- Task to complete -
Lines in the listing below that include the word "positive" need to be copied.

- Listed entries -
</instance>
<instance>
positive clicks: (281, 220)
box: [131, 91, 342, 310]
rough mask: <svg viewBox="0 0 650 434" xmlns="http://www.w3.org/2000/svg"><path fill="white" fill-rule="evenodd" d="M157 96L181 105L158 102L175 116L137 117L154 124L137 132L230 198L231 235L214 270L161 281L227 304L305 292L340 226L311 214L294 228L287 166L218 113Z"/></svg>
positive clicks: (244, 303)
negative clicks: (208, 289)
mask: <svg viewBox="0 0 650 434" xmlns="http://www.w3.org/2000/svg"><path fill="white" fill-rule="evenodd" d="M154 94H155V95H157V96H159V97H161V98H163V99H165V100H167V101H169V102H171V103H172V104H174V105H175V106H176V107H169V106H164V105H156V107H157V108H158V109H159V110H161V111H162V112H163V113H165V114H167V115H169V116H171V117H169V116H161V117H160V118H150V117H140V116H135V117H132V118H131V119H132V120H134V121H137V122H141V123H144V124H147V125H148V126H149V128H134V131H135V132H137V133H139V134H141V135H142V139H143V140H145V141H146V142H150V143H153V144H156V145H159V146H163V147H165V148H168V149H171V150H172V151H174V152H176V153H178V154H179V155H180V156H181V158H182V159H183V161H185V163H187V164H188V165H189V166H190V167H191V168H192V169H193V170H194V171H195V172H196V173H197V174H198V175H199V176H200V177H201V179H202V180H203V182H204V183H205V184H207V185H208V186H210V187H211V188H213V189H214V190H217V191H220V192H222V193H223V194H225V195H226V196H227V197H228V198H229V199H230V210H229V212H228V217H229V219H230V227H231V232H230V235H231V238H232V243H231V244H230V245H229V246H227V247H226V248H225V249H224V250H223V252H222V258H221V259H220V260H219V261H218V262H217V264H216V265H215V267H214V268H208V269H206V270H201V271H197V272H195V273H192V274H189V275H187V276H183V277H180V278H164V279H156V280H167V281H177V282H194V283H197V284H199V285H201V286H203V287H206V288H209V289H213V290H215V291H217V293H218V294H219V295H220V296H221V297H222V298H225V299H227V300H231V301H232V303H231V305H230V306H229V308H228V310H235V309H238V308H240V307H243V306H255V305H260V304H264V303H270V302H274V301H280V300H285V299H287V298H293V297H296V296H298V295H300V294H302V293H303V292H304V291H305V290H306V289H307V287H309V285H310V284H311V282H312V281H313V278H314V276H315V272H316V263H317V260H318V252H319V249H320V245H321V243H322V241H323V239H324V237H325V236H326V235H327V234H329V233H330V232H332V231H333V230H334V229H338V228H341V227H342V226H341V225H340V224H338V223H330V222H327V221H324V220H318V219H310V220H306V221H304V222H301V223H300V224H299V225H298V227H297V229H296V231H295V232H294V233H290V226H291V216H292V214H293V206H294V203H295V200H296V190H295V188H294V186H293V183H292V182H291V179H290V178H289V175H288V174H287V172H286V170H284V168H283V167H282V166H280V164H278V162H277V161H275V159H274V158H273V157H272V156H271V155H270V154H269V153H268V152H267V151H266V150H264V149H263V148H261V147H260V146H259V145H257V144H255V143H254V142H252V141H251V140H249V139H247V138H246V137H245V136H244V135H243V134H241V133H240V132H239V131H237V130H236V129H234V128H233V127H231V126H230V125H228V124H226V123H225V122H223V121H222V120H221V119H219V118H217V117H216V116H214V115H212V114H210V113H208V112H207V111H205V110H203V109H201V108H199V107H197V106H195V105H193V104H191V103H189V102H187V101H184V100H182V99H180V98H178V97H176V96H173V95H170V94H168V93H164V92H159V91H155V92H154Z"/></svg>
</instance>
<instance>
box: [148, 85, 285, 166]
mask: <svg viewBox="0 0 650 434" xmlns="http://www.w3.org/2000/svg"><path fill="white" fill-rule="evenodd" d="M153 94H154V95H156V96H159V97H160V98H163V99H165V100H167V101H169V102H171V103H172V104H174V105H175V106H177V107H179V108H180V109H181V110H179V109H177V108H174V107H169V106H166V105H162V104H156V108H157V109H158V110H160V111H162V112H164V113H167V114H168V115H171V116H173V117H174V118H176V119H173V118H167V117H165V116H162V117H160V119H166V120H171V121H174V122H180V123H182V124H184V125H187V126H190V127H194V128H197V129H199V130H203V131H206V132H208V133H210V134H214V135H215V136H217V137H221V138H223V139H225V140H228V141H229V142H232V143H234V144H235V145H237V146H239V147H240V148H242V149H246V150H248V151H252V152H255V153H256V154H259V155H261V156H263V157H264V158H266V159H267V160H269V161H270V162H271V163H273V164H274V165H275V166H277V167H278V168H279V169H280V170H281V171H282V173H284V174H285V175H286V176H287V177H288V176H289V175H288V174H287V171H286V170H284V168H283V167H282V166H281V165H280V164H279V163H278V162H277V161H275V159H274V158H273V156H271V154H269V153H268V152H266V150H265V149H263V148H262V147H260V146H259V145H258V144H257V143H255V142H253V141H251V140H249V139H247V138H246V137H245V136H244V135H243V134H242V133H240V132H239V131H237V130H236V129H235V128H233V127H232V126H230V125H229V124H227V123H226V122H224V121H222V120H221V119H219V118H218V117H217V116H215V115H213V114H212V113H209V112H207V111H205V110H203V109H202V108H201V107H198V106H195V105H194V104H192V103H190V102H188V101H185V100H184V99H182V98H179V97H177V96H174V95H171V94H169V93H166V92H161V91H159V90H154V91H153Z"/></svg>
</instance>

---

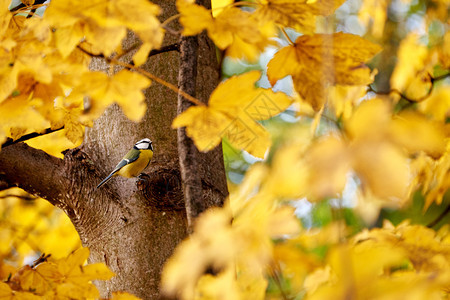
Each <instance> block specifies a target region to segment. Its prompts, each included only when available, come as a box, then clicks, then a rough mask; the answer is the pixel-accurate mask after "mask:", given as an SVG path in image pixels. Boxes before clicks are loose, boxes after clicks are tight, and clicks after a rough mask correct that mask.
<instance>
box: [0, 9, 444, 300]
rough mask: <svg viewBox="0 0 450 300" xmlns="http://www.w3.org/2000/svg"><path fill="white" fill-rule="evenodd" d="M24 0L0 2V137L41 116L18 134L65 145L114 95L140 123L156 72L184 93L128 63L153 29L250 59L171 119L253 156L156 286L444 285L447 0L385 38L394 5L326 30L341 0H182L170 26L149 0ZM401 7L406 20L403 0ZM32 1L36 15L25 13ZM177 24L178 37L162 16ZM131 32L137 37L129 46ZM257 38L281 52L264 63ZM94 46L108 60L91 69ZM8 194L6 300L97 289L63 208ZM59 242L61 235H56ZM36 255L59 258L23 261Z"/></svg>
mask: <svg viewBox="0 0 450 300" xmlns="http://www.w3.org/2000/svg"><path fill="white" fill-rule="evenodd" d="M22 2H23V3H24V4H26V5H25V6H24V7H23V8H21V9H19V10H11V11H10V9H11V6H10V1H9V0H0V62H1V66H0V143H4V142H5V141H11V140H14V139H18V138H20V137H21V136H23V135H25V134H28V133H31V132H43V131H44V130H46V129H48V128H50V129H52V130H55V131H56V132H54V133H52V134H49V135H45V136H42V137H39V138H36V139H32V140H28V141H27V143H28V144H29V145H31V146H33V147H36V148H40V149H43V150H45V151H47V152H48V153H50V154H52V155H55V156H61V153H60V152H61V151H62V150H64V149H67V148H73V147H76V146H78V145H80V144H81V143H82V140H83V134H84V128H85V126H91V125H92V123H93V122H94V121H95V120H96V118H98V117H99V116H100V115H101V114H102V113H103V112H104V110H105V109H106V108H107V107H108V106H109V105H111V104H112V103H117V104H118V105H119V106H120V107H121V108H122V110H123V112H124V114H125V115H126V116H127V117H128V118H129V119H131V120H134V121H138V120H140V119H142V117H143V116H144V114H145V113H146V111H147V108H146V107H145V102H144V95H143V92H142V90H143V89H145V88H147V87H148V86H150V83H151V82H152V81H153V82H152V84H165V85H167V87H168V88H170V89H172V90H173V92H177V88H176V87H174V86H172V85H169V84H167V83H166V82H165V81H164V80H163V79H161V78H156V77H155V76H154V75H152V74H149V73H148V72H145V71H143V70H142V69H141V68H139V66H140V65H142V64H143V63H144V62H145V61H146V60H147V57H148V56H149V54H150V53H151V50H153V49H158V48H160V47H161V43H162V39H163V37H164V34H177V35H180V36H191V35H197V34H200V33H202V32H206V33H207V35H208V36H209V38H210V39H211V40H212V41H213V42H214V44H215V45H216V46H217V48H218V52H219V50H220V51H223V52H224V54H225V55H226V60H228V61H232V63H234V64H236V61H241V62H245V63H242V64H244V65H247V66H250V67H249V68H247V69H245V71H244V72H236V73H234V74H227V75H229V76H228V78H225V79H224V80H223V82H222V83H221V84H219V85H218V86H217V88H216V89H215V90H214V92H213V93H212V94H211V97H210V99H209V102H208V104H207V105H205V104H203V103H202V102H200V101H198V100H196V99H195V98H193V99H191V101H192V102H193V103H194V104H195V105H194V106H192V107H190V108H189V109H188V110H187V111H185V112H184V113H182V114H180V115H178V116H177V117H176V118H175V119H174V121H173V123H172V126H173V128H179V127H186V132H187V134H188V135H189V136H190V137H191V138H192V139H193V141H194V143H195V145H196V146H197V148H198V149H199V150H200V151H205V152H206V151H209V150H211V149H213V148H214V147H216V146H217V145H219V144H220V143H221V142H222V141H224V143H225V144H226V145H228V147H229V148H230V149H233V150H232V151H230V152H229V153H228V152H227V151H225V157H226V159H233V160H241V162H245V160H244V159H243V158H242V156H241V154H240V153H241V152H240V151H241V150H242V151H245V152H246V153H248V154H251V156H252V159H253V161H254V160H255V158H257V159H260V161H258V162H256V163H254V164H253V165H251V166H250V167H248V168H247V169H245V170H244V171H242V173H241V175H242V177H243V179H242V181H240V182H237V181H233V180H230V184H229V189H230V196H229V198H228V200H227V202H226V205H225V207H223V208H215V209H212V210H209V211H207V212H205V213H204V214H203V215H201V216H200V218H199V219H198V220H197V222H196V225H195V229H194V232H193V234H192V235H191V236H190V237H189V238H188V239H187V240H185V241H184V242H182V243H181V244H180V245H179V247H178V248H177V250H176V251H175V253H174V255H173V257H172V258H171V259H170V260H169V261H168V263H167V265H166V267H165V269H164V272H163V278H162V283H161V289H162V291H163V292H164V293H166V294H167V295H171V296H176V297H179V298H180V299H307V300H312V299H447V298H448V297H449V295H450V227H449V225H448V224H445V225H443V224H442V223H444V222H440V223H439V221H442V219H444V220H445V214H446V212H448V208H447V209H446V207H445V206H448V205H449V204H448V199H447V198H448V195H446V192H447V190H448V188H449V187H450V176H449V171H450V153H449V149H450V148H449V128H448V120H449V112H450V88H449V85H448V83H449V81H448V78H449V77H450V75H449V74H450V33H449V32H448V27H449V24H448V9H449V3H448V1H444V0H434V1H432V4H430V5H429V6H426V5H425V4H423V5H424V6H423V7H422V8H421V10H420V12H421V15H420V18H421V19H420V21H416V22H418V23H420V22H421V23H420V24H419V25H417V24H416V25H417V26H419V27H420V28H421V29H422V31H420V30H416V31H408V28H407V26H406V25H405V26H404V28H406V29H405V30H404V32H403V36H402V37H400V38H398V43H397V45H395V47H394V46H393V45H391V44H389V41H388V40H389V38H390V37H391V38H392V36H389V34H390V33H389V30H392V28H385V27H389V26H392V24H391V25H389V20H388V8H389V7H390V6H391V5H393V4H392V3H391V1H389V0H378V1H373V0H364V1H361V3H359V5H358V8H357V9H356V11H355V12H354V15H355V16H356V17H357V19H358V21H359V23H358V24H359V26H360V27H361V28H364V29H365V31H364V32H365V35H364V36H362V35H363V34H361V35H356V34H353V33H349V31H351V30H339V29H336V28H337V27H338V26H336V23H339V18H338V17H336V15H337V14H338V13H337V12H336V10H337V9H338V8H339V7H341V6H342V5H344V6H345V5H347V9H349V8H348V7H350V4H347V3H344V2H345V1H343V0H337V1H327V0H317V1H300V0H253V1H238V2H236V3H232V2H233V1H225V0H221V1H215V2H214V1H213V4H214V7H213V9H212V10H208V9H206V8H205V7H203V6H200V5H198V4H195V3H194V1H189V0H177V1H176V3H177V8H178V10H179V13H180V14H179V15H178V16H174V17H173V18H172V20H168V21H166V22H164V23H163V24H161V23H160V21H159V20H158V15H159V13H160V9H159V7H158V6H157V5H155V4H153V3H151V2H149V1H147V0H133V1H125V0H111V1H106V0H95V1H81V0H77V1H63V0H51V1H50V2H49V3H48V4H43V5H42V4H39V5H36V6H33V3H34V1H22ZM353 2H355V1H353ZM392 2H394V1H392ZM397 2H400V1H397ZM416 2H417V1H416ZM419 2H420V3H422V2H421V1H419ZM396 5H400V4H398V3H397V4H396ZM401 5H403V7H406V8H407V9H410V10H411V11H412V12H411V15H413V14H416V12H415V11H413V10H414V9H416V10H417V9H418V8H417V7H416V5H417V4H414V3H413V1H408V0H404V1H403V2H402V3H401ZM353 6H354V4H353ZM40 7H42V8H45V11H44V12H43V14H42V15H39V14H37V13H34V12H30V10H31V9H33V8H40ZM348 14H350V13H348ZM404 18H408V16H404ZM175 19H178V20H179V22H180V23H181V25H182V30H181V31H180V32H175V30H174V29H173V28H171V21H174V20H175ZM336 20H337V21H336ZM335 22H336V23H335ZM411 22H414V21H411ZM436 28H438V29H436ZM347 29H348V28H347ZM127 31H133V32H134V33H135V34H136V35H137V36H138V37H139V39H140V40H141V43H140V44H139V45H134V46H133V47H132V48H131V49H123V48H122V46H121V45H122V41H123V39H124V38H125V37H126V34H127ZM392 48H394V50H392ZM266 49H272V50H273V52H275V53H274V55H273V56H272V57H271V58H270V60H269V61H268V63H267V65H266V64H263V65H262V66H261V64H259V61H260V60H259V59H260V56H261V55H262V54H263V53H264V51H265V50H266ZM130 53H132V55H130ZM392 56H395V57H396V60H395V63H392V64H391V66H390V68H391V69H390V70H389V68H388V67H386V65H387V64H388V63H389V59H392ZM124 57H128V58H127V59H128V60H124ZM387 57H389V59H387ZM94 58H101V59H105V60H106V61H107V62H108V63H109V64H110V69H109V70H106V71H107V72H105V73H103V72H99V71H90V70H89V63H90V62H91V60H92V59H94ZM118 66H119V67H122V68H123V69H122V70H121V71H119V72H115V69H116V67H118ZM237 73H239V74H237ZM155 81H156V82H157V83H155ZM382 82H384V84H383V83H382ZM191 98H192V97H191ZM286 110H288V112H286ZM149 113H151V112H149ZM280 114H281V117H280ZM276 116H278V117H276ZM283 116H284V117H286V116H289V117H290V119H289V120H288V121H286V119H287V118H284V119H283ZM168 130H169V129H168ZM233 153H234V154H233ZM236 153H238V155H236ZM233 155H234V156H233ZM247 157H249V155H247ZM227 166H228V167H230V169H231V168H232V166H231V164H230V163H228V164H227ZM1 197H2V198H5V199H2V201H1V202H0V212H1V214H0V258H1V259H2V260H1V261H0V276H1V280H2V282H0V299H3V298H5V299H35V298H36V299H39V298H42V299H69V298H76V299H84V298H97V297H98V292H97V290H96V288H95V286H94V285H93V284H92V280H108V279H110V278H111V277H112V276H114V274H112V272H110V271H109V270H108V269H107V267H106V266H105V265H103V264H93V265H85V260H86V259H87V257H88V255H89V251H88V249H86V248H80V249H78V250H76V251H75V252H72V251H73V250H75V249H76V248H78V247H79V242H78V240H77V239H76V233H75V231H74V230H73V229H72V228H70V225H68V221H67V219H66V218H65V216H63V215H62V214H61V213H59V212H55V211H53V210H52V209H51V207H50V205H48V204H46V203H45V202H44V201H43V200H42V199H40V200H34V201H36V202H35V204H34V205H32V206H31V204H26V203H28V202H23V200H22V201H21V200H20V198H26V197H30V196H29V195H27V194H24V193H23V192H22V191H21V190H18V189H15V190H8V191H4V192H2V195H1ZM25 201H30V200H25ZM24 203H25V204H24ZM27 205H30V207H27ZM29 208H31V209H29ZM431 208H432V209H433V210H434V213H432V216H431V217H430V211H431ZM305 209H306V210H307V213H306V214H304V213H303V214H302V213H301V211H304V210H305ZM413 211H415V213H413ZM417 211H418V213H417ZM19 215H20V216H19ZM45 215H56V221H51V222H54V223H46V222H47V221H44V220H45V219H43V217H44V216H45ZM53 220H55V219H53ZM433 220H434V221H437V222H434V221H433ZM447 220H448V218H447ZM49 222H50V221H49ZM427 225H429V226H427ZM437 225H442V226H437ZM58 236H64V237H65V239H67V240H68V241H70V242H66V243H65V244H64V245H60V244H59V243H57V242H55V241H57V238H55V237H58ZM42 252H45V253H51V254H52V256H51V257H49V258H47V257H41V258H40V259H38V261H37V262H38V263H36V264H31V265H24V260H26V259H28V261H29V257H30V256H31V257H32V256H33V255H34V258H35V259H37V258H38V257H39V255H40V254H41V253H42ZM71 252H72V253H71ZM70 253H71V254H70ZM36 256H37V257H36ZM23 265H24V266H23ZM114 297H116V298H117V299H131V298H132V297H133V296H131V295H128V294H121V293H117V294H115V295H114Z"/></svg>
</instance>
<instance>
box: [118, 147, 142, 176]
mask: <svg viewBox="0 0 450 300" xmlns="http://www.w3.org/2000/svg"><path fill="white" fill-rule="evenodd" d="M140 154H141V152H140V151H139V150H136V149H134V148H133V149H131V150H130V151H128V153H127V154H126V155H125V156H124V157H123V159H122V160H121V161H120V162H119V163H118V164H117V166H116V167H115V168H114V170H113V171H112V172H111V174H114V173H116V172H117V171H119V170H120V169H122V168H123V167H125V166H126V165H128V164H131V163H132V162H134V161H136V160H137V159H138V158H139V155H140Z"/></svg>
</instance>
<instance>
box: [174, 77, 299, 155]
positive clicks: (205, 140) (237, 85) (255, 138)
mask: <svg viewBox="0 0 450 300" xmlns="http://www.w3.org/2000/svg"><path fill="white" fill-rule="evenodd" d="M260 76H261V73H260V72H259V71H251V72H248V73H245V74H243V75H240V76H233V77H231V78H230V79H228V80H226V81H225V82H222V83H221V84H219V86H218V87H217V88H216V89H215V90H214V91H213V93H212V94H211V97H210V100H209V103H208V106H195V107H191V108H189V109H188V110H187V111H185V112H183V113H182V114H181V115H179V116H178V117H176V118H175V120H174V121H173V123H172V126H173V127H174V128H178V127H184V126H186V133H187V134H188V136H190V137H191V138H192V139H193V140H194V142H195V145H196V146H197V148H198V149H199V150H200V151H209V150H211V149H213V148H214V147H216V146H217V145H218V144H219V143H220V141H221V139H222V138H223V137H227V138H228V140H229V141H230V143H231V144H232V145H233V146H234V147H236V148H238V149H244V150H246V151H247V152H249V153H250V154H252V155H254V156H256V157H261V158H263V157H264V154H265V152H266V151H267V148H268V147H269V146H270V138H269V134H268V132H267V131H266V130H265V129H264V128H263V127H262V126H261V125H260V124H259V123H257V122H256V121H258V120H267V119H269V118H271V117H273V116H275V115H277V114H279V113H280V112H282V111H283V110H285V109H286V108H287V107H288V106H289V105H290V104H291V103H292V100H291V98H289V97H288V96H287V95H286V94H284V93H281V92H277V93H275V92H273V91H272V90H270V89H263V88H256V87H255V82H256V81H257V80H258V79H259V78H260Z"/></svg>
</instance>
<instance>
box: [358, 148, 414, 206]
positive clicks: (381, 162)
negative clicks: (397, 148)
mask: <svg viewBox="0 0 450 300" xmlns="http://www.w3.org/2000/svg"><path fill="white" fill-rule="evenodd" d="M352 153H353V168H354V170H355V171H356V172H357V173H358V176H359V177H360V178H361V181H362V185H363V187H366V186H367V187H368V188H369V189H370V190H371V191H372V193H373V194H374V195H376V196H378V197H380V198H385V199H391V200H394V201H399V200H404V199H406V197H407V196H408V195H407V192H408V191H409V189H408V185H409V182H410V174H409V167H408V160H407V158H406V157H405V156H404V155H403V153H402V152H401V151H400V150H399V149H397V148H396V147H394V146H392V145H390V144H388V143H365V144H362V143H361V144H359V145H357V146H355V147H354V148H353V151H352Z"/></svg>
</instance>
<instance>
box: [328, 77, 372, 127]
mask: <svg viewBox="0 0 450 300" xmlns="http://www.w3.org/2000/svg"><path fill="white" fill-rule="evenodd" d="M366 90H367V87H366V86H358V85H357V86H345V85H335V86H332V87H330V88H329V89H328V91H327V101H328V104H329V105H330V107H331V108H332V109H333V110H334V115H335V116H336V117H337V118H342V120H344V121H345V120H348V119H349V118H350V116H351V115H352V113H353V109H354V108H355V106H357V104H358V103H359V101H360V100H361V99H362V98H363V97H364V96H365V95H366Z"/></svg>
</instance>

- Output below -
positive clicks: (281, 220)
positive clicks: (244, 303)
positive clicks: (205, 140) (237, 85) (255, 138)
positive clicks: (381, 162)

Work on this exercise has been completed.